Given request: Write out, word for word, only the part of the entries that opens with the line containing "Isolate girl sitting" and closes with the line containing "[[189, 50, 229, 77]]", including both of those lines.

=== Given data ===

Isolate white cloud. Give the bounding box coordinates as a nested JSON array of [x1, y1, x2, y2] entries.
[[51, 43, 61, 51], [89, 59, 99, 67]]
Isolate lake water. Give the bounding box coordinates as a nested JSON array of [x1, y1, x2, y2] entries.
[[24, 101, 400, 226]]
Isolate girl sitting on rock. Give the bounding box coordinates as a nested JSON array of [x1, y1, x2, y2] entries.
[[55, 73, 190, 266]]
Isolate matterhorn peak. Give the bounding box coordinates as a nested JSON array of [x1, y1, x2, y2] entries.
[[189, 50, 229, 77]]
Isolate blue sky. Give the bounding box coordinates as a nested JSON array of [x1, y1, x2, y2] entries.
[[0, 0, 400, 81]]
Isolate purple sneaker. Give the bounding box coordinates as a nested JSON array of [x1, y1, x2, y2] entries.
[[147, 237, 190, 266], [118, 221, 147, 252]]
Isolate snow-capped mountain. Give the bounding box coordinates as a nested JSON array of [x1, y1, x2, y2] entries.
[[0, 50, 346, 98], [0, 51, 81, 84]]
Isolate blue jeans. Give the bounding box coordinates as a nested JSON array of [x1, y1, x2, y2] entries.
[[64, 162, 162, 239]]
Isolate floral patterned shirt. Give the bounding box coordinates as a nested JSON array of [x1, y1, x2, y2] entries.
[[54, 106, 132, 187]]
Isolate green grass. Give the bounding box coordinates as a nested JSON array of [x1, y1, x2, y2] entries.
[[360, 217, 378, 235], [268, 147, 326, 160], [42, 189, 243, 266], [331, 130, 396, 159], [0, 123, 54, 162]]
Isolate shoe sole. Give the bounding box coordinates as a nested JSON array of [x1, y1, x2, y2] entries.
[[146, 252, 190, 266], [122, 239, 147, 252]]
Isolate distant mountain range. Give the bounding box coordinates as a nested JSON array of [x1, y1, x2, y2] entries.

===

The completed task:
Isolate girl sitting on rock. Give the bounding box coordinates as a nested JSON array of [x1, y1, x2, y2] entries.
[[55, 73, 190, 266]]
Isolate matterhorn peak. Give the bounding box coordinates as a nested JSON array of [x1, y1, x2, y2] entries.
[[189, 50, 229, 77]]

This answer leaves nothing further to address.